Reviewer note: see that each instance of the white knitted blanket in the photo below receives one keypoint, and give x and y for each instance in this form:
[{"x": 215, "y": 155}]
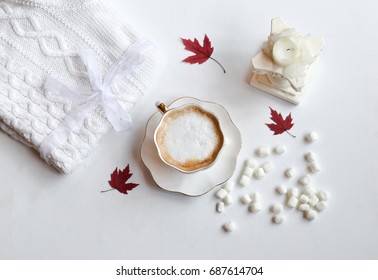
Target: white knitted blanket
[{"x": 41, "y": 39}]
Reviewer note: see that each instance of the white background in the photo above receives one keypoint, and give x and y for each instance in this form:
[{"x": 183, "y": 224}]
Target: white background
[{"x": 47, "y": 215}]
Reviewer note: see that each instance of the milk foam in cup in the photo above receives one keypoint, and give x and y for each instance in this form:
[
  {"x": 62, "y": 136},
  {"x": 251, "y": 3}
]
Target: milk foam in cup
[{"x": 188, "y": 138}]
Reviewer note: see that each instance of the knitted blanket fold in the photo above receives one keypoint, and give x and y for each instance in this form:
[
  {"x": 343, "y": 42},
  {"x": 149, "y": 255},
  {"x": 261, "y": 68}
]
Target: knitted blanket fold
[{"x": 41, "y": 39}]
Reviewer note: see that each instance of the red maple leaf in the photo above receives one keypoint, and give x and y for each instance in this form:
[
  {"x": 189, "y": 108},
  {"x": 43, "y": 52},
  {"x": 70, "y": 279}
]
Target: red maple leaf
[
  {"x": 118, "y": 180},
  {"x": 201, "y": 53},
  {"x": 280, "y": 124}
]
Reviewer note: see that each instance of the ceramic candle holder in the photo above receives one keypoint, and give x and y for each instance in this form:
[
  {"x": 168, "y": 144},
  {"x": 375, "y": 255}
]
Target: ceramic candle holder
[{"x": 286, "y": 63}]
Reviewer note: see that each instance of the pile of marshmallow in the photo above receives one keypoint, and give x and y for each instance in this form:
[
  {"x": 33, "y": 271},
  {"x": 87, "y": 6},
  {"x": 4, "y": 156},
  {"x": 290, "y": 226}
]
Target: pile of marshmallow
[{"x": 306, "y": 199}]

--

# YOUR TASK:
Without the pictures, write out the entire listing exactly.

# YOUR SOLUTION:
Reviewer note: see that each instance of the white knitted blanket in the photo below receives one keypoint, and give x and y for each instance in this form:
[{"x": 215, "y": 155}]
Target: white knitted blanket
[{"x": 41, "y": 39}]
Reviewer note: see that each instance of the white background in the photo above receives one keypoint, and give x and y for each instance in this form:
[{"x": 183, "y": 224}]
Target: white background
[{"x": 47, "y": 215}]
Reviewer note: see that each instance of the milk foam in cup in the photo above receives one keypoint, and give x and y for each instance in this form:
[
  {"x": 62, "y": 136},
  {"x": 251, "y": 3}
]
Target: milk foam in cup
[{"x": 188, "y": 138}]
Reviewer note: see that each instance of the knitted blanket fold in the photo above receives one keypoint, and give x and y for each instance in this form:
[
  {"x": 343, "y": 42},
  {"x": 149, "y": 255},
  {"x": 261, "y": 68}
]
Target: knitted blanket fold
[{"x": 41, "y": 39}]
Reviewer note: see that each instance of the red maple leaf in the photo above receives one keypoint, and give x and y for each instance in this form:
[
  {"x": 189, "y": 108},
  {"x": 43, "y": 52},
  {"x": 70, "y": 279}
]
Target: red maple leaf
[
  {"x": 118, "y": 180},
  {"x": 201, "y": 53},
  {"x": 280, "y": 124}
]
Reviewer note: see that each instance of the ceramic candle holder in the photo above receives one keypoint, and give x and y for each instance in this form:
[
  {"x": 168, "y": 144},
  {"x": 375, "y": 255}
]
Target: ceramic candle holder
[{"x": 286, "y": 63}]
Reviewer note: see that each instance of the pile of marshmallow in the photo above receives one keypoint, and give x and y for each instance in this form:
[
  {"x": 33, "y": 271},
  {"x": 87, "y": 6},
  {"x": 4, "y": 156},
  {"x": 290, "y": 226}
]
Target: pile of marshmallow
[{"x": 306, "y": 199}]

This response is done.